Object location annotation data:

— Start —

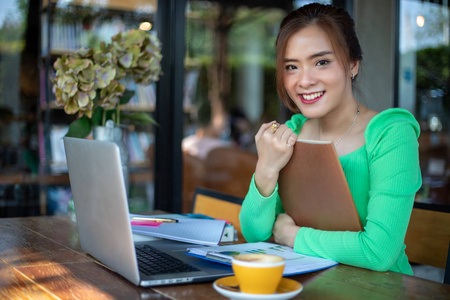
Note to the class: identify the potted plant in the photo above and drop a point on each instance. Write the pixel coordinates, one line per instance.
(89, 82)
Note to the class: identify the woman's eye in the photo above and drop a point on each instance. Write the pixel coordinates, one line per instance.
(290, 67)
(322, 62)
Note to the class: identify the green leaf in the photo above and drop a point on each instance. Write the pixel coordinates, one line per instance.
(140, 117)
(97, 116)
(127, 95)
(80, 128)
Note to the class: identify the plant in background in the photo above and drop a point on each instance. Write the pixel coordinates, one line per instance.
(90, 82)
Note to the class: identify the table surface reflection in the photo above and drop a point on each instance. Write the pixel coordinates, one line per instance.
(41, 258)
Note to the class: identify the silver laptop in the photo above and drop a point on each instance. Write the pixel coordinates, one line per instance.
(104, 227)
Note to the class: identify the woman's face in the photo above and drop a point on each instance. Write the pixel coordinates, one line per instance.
(313, 77)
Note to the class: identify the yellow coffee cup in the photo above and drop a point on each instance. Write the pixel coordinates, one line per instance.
(258, 273)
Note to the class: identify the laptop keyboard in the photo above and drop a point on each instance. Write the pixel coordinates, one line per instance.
(152, 261)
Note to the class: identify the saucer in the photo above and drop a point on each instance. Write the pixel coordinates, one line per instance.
(287, 289)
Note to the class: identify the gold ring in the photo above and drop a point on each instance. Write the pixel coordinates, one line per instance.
(274, 126)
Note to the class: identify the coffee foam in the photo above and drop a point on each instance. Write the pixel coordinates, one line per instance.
(259, 258)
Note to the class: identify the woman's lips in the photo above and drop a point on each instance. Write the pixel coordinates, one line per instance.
(311, 98)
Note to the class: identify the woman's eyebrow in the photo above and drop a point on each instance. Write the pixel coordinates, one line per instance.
(315, 55)
(321, 53)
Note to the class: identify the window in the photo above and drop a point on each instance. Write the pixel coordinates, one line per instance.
(424, 82)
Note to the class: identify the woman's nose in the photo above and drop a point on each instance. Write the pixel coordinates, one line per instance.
(306, 78)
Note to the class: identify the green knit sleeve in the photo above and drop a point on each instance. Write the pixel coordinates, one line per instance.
(393, 161)
(258, 213)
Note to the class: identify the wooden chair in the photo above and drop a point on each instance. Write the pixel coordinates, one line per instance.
(427, 238)
(217, 205)
(193, 176)
(230, 170)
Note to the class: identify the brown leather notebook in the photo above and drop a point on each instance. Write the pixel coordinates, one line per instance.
(314, 190)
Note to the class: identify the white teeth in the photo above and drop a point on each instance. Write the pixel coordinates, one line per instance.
(312, 96)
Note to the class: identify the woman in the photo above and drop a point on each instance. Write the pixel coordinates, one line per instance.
(318, 60)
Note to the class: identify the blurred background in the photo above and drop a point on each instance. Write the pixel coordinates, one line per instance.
(217, 87)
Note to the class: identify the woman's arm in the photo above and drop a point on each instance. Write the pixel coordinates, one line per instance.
(394, 180)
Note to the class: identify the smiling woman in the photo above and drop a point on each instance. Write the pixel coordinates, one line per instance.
(318, 57)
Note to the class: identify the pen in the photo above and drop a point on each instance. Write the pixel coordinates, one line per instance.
(155, 219)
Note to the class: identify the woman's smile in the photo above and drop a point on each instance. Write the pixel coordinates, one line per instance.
(311, 97)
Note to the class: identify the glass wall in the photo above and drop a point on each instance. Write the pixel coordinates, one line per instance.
(424, 83)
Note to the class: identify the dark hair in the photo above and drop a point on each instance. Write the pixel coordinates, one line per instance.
(338, 25)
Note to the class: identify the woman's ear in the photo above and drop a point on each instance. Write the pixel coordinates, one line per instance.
(354, 69)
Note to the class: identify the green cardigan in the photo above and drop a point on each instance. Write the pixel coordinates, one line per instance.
(383, 175)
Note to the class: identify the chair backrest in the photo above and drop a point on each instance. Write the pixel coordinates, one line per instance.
(230, 170)
(428, 236)
(194, 172)
(217, 205)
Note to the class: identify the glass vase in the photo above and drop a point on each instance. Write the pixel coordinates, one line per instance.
(112, 133)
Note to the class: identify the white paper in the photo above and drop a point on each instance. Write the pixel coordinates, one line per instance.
(196, 231)
(295, 263)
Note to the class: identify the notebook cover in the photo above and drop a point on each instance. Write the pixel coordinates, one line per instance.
(314, 190)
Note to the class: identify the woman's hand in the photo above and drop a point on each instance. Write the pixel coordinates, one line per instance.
(284, 230)
(274, 144)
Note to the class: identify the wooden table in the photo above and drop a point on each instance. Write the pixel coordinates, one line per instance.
(41, 258)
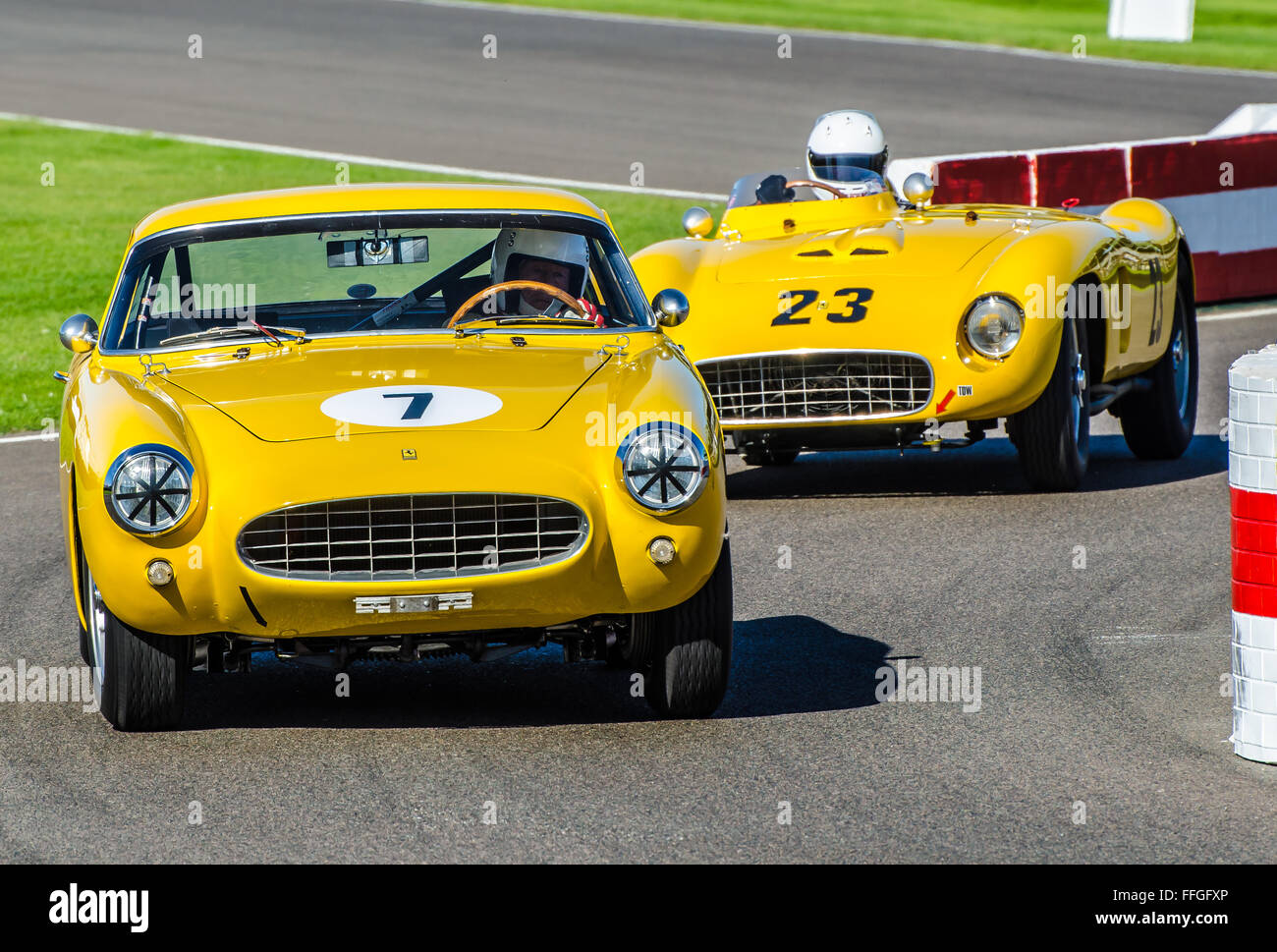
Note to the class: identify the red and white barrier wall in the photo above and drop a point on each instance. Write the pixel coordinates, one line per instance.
(1221, 187)
(1252, 485)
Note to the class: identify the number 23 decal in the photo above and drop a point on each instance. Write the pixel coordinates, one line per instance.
(797, 301)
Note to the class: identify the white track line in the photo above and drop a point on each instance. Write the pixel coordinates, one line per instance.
(29, 438)
(816, 33)
(366, 160)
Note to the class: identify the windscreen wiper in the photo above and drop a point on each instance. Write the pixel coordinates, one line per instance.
(481, 323)
(295, 334)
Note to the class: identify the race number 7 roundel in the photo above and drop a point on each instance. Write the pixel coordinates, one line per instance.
(410, 405)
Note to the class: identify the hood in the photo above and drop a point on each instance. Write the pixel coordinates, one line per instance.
(337, 389)
(937, 243)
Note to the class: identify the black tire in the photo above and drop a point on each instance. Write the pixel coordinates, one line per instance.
(1052, 434)
(635, 651)
(140, 680)
(758, 456)
(1158, 423)
(693, 648)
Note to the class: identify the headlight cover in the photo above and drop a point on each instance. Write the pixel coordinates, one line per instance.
(148, 488)
(994, 326)
(663, 466)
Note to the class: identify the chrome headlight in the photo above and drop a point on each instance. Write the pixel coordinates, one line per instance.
(663, 466)
(148, 488)
(994, 326)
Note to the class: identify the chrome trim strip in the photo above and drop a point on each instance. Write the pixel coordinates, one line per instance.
(583, 538)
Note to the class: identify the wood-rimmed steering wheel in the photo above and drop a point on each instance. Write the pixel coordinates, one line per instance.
(808, 183)
(557, 293)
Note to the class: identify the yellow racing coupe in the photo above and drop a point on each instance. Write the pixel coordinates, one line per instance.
(871, 321)
(388, 421)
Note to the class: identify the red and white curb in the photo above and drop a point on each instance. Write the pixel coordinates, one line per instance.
(1252, 489)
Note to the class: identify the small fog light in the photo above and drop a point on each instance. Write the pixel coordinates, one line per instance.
(660, 549)
(158, 573)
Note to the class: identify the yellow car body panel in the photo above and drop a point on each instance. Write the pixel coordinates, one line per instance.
(866, 273)
(247, 417)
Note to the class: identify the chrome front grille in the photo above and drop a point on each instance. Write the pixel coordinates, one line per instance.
(817, 385)
(424, 535)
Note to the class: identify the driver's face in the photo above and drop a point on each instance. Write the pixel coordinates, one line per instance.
(547, 272)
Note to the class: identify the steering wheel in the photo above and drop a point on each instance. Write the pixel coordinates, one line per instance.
(808, 183)
(558, 293)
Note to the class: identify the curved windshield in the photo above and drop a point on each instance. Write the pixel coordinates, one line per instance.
(369, 273)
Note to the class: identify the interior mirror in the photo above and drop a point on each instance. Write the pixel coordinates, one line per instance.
(671, 307)
(78, 334)
(918, 190)
(697, 222)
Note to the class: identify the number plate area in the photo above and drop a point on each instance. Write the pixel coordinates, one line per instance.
(414, 604)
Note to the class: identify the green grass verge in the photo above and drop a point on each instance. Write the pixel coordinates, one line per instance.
(63, 243)
(1237, 33)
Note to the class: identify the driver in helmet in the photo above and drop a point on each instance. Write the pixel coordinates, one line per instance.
(847, 149)
(558, 258)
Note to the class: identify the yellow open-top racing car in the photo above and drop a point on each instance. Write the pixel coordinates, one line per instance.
(395, 421)
(868, 321)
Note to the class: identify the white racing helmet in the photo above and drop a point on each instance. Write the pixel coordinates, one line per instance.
(562, 247)
(844, 147)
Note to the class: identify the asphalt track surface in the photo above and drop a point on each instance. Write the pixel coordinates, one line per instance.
(1099, 685)
(563, 97)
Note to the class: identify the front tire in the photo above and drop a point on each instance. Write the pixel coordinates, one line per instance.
(758, 456)
(1052, 434)
(139, 678)
(1158, 423)
(691, 649)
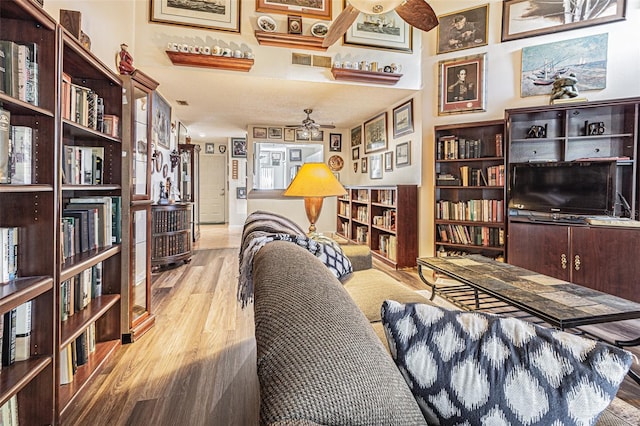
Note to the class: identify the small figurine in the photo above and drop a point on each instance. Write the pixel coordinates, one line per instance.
(124, 60)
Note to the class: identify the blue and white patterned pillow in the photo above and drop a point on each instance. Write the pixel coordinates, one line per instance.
(471, 368)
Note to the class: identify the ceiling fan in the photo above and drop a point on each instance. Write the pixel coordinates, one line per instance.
(310, 124)
(417, 13)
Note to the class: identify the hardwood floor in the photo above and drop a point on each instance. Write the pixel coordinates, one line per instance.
(197, 366)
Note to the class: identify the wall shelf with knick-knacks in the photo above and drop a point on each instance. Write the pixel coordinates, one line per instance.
(210, 61)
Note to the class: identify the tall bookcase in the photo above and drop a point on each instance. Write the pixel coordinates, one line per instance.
(32, 208)
(470, 187)
(383, 217)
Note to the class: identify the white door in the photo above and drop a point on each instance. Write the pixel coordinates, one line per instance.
(213, 182)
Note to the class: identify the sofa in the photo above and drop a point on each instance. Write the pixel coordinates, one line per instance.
(322, 354)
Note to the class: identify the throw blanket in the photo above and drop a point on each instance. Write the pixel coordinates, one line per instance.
(261, 228)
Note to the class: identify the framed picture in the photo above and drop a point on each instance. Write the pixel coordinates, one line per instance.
(241, 192)
(388, 161)
(260, 132)
(355, 153)
(463, 29)
(375, 166)
(275, 132)
(356, 136)
(365, 31)
(310, 8)
(403, 119)
(528, 18)
(375, 133)
(161, 124)
(462, 84)
(239, 147)
(223, 15)
(335, 142)
(584, 57)
(295, 154)
(289, 134)
(403, 154)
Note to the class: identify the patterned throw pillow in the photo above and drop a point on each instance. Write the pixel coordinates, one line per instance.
(471, 368)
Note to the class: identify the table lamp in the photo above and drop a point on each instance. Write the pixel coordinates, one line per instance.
(314, 181)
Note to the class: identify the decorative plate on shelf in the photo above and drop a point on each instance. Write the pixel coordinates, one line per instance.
(267, 23)
(335, 163)
(319, 29)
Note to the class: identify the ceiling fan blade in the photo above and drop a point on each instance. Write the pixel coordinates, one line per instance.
(340, 25)
(418, 14)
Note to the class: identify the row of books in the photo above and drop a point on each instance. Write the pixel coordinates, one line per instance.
(16, 144)
(76, 354)
(19, 70)
(483, 210)
(77, 292)
(8, 253)
(471, 235)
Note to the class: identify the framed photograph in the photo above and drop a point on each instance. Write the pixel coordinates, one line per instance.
(335, 142)
(289, 134)
(375, 133)
(223, 15)
(310, 8)
(260, 132)
(241, 192)
(403, 119)
(355, 153)
(375, 166)
(463, 29)
(585, 57)
(529, 18)
(275, 132)
(388, 161)
(239, 147)
(356, 136)
(161, 124)
(403, 154)
(295, 154)
(388, 31)
(462, 84)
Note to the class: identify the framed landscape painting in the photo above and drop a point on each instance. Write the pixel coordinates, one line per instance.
(529, 18)
(222, 15)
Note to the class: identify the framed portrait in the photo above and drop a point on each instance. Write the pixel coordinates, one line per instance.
(462, 84)
(320, 9)
(397, 34)
(585, 57)
(239, 147)
(161, 124)
(274, 132)
(295, 154)
(356, 136)
(529, 18)
(375, 166)
(463, 29)
(223, 15)
(260, 132)
(403, 154)
(403, 119)
(388, 161)
(375, 133)
(335, 142)
(289, 134)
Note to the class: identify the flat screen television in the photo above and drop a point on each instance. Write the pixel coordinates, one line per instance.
(587, 188)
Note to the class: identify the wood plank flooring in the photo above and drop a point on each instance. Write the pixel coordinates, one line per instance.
(197, 366)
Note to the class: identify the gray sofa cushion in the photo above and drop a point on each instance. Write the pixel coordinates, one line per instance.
(318, 357)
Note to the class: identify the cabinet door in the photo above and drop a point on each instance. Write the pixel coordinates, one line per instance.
(605, 259)
(540, 248)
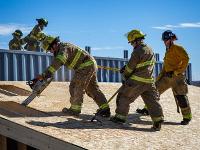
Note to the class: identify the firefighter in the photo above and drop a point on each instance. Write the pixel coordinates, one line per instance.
(84, 79)
(138, 75)
(34, 38)
(173, 75)
(17, 42)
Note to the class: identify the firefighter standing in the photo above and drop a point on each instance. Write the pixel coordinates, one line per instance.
(173, 75)
(84, 79)
(17, 42)
(139, 81)
(34, 38)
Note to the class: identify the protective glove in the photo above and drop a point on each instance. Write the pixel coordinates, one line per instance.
(32, 82)
(169, 74)
(122, 69)
(124, 79)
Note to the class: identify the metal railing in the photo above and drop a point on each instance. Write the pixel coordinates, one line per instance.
(25, 65)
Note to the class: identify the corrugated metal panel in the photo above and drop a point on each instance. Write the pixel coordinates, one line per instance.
(25, 65)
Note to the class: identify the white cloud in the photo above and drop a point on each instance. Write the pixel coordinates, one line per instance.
(6, 29)
(108, 48)
(180, 25)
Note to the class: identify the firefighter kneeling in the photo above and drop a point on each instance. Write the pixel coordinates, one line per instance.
(84, 79)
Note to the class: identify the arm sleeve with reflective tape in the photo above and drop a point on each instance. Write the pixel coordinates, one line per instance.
(184, 60)
(132, 63)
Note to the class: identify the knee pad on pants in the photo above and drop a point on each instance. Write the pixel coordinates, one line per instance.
(182, 101)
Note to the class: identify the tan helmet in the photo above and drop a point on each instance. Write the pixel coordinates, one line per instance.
(48, 40)
(134, 34)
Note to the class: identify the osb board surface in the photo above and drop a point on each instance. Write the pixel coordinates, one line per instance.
(136, 134)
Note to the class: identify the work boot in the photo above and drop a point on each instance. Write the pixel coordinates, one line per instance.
(143, 111)
(157, 125)
(104, 112)
(70, 112)
(117, 120)
(185, 121)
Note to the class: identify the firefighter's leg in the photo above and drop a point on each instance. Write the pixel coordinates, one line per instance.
(180, 89)
(151, 99)
(162, 85)
(77, 89)
(125, 97)
(97, 95)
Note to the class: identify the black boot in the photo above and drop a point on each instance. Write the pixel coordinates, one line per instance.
(70, 112)
(185, 121)
(117, 120)
(104, 112)
(157, 125)
(143, 111)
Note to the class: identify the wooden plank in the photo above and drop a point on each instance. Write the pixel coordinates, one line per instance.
(21, 146)
(3, 142)
(33, 138)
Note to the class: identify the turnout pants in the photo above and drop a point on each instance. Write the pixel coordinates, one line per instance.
(85, 81)
(180, 90)
(130, 91)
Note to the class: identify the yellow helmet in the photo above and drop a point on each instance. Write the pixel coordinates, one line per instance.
(134, 34)
(48, 40)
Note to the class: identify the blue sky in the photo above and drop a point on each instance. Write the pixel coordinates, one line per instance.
(102, 24)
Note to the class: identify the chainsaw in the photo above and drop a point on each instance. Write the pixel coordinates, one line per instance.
(37, 89)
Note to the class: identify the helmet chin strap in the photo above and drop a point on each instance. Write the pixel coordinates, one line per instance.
(137, 43)
(170, 44)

— End —

Challenge ▸ Write out once more the lines above beginning at the line with "Note to the class: identify the firefighter's"; continue through the final line and stop there.

Answer ▸
Note to the class: identify the firefighter's leg in the photo above and drop a point on each instance. Write the pixel coordinates, one line per instance.
(180, 89)
(151, 99)
(162, 85)
(77, 89)
(125, 97)
(97, 95)
Note to the class: identify the black boot in the photo above and drop a point on each instance. Write the pixel coordinates, one line per instance.
(70, 112)
(185, 121)
(117, 120)
(104, 112)
(157, 125)
(143, 111)
Note to the class: identify the wooden plank in the photo above and drop a point on each instance. Write the pixel coordinates, one line per instance.
(21, 146)
(3, 142)
(33, 138)
Note to the class: identify the turnout pants in the photo above and drop a point on each instance. Write the pixel coordinates, one line per instance.
(85, 81)
(180, 90)
(130, 91)
Note to the class: identify the yellow helmet in the photo above and drop a point on each instance. Write the pixel coordinates, one line per instance.
(134, 34)
(48, 40)
Note to the class: identify the blue sky in the photo above and drop a point on each instance. Write the pixel coordinates, one line per instance.
(102, 24)
Note to the class: identify the chainsaw in the photo above and drop a point on each instance. Write the pixel coordinates, one line per instance.
(37, 89)
Note to the class: identify the helmet chin strap in the photo above and drop a point on each instance. Write the pixel coordinates, one line per instance.
(137, 43)
(170, 44)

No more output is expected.